Monday 17 February 2020

Doctor Who Series 12 First Impressions: Episode 8 (The Haunting Of Villa Diodati)

Okay, so the short version is that it was a good episode. I don't know about great, now, but certainly good. Upper tier, but not cracking the top three for me personally? It's a bit of a surprise that I was cooler on it than I expected, considering what it does. Much like last week's Can You Hear Me?, there are concepts here that personally resonate with me. Unlike the previous episode, however, the concepts don't hit me on an emotional level... per se. Instead what they do is mirror two pieces of media which are important and formative to me, and the comparison made me sit up and go "oh that's kinda clever, it's like ___" as I was watching. These comparisons will come in a moment, once I get the proverbial motor running... but I do have to say that, as nice as it is to be reminded of such important media to me, there's only a little going on beyond that. I ended up feeling like I did when Captain Jack showed up a few weeks ago; "yes good, I recognize that element, now do something with it other than reminding me of other shit I've seen.". I don't say this to imply that The Haunting Of Villa Diodati (and I almost got that first try, I only spelled it "Diodata") is an awful piece of reference porn or anything. It's absolutely not. It does what it does, and not much more beyond that, that's all. Still, I can find something here. Come on, then. Let's dig in.

## Data records:
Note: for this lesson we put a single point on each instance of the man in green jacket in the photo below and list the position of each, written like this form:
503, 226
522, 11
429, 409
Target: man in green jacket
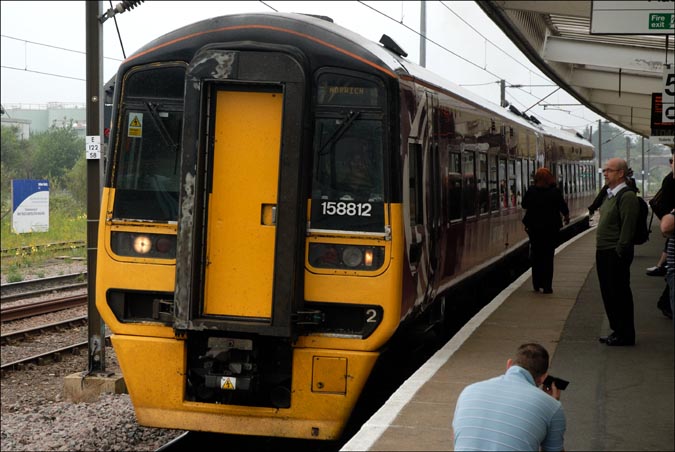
614, 252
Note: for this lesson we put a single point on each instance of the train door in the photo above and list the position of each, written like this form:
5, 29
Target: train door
433, 184
239, 264
241, 229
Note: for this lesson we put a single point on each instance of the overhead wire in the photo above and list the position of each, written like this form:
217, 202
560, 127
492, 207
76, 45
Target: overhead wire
118, 33
456, 54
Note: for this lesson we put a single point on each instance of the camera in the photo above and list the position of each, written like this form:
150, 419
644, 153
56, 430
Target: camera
559, 382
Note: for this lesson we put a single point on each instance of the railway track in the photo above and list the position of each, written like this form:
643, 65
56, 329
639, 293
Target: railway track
41, 307
55, 355
27, 250
20, 335
36, 287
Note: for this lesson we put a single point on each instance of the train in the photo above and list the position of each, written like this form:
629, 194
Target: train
281, 196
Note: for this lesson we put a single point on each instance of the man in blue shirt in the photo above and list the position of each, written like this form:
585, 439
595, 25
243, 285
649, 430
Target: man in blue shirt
510, 412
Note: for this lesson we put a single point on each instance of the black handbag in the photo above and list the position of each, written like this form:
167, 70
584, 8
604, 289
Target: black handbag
657, 205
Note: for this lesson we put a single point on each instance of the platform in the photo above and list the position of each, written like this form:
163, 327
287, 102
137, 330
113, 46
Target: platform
619, 398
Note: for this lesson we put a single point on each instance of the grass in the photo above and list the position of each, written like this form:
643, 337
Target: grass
67, 223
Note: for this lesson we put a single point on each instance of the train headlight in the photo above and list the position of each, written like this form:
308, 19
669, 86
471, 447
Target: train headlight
156, 246
352, 256
347, 257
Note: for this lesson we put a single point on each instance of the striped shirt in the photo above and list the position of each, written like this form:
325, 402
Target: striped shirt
508, 413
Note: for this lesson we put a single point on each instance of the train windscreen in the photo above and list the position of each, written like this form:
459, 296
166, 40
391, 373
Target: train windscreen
147, 174
348, 166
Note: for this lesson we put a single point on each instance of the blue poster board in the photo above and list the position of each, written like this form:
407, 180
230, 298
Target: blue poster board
30, 205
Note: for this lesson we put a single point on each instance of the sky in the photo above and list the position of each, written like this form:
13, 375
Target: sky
43, 47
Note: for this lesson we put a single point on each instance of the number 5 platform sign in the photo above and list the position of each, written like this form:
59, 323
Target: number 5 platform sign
30, 205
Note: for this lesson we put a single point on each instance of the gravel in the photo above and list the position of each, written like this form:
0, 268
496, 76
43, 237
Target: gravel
34, 415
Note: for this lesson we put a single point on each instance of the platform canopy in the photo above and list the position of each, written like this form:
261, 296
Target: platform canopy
612, 74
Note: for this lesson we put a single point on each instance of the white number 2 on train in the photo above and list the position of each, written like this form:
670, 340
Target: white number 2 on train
346, 208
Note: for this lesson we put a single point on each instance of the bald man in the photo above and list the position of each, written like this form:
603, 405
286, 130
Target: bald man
614, 252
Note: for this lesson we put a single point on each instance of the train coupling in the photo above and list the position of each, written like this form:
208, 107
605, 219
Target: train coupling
310, 317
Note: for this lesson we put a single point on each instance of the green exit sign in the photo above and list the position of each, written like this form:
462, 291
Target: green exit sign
661, 21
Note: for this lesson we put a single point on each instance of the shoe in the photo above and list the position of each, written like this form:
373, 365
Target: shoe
657, 270
617, 341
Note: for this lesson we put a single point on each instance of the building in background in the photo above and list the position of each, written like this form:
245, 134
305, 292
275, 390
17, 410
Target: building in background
36, 118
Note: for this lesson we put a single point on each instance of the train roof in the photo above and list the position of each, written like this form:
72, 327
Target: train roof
322, 29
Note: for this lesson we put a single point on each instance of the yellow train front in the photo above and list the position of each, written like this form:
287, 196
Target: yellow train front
232, 311
281, 194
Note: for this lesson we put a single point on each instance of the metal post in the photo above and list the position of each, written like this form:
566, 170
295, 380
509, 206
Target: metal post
502, 92
94, 45
423, 33
600, 153
644, 173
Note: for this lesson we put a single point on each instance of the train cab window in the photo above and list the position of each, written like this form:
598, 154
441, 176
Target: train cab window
455, 186
349, 162
481, 178
147, 174
469, 189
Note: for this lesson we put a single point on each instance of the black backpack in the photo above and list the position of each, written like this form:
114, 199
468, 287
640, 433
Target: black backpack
642, 230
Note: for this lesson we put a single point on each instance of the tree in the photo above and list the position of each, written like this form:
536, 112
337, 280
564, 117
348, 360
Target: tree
75, 182
56, 151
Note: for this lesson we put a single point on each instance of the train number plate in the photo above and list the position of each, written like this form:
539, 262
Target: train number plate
348, 215
229, 383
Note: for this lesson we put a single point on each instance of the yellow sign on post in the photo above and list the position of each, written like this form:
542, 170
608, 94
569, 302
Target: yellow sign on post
135, 129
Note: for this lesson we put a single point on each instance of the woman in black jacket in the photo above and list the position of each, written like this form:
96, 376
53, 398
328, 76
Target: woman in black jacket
544, 204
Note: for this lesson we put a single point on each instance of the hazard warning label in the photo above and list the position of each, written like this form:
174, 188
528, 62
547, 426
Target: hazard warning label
135, 129
228, 383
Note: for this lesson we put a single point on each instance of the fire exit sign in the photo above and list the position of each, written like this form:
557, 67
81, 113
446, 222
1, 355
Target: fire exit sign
627, 17
661, 21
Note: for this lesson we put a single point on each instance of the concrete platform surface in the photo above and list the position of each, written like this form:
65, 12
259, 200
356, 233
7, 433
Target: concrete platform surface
619, 398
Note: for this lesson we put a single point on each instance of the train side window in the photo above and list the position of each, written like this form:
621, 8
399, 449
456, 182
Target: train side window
415, 183
455, 186
503, 188
513, 188
492, 181
482, 178
469, 189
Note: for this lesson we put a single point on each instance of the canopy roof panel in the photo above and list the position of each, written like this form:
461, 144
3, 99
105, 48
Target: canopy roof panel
613, 75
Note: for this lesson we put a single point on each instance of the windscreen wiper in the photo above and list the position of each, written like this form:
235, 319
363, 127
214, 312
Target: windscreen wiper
346, 124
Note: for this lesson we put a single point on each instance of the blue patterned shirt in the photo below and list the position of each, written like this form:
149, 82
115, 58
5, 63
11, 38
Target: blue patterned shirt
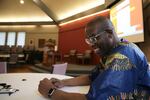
126, 75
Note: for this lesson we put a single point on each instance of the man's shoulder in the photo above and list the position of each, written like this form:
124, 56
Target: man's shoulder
118, 61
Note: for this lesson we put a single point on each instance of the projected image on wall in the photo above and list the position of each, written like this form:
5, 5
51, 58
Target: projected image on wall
127, 18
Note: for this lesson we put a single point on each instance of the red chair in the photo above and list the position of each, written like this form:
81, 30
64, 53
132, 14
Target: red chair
3, 67
59, 68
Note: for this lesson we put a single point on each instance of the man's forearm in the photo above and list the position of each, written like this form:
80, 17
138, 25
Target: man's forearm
61, 95
81, 80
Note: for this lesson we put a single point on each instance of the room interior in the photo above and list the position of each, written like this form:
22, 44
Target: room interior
61, 20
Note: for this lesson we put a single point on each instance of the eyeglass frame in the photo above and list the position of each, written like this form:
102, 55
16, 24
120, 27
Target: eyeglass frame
93, 39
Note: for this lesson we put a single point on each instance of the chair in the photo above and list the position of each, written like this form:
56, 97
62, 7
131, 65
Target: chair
59, 68
3, 67
71, 57
13, 59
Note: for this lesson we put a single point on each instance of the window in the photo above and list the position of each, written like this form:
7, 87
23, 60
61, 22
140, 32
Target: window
2, 38
21, 39
11, 38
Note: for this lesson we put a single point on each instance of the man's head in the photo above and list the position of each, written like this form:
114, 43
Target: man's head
100, 35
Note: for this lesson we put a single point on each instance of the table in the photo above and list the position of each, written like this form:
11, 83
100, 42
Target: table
28, 89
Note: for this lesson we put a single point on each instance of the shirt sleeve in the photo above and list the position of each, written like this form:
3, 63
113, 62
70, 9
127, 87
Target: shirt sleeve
116, 79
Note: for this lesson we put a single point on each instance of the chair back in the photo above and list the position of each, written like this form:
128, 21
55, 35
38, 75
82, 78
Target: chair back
87, 54
72, 52
3, 67
60, 68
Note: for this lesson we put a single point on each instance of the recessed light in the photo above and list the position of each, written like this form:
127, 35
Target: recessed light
21, 1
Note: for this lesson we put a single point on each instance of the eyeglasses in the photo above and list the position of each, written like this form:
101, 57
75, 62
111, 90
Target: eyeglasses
93, 39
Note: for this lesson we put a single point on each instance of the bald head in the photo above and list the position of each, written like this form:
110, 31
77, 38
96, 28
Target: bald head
100, 35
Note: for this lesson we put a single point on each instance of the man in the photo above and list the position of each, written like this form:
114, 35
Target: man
126, 74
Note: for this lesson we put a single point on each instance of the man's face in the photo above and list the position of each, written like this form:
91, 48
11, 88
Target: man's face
101, 42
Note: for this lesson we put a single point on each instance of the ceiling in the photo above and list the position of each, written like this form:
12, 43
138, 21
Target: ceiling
12, 12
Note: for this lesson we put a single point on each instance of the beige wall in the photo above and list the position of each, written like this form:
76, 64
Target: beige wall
145, 46
34, 32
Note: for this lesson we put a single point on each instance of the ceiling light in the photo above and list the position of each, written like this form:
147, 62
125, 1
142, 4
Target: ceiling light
84, 17
21, 1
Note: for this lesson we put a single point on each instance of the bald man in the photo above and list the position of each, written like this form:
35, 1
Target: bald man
126, 73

## Problem statement:
Answer these questions about the Doctor Who review above, one per line.
(a) What date appears at the top of the review?
(b) Which episode from the previous week does the writer name?
(c) How did the writer spell "Diodati" on the first try?

## Answer to this problem:
(a) Monday 17 February 2020
(b) Can You Hear Me?
(c) "Diodata"